Exercise → Which lines in the listing below contain the word "lighthouse"? Pick out each of them and copy it.

[Point labeling data based on photos]
----
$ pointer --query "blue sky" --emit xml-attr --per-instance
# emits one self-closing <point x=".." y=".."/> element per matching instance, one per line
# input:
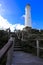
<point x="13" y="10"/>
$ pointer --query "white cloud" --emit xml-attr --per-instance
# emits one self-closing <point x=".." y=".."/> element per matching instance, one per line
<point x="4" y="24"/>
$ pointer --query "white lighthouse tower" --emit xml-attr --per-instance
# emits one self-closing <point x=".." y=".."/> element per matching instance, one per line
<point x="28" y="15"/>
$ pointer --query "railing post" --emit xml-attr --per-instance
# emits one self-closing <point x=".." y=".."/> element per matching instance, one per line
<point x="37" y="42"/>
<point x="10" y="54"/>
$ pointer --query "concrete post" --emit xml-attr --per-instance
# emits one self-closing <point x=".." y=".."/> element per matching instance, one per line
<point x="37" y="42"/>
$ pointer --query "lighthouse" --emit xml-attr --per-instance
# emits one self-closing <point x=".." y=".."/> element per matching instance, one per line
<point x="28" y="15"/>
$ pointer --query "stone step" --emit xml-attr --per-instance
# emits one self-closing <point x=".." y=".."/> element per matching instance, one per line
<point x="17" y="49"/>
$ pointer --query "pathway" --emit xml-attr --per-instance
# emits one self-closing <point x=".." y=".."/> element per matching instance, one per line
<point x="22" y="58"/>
----
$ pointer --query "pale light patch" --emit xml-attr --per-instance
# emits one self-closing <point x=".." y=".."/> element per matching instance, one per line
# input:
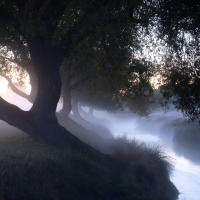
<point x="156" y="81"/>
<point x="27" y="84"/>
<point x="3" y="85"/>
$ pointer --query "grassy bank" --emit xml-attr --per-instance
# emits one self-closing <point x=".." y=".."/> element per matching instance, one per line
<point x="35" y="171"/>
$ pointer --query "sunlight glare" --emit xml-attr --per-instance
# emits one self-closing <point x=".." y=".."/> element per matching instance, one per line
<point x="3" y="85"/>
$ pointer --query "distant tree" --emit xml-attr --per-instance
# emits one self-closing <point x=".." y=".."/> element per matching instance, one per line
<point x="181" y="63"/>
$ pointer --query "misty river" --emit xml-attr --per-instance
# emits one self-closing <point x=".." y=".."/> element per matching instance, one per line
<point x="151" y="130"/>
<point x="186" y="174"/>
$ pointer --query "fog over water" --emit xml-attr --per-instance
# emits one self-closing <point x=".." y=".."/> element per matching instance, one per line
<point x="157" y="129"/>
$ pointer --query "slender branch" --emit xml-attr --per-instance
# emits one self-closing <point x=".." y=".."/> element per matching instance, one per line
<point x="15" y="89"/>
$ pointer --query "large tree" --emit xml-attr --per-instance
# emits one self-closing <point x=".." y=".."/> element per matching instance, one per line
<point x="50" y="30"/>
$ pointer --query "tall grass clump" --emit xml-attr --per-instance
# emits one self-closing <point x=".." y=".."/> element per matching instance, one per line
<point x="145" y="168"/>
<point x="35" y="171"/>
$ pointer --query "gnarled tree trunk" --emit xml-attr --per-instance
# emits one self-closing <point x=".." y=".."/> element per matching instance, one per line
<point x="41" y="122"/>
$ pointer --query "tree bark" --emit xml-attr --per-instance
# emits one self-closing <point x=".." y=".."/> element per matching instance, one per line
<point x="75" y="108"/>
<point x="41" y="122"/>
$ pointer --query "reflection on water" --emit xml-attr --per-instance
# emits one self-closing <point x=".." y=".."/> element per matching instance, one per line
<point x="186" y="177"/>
----
Solved problem →
$ pointer --query "white lighthouse tower" --emit xml-attr --per-instance
$ pointer --query "lighthouse" --emit xml-attr --per-instance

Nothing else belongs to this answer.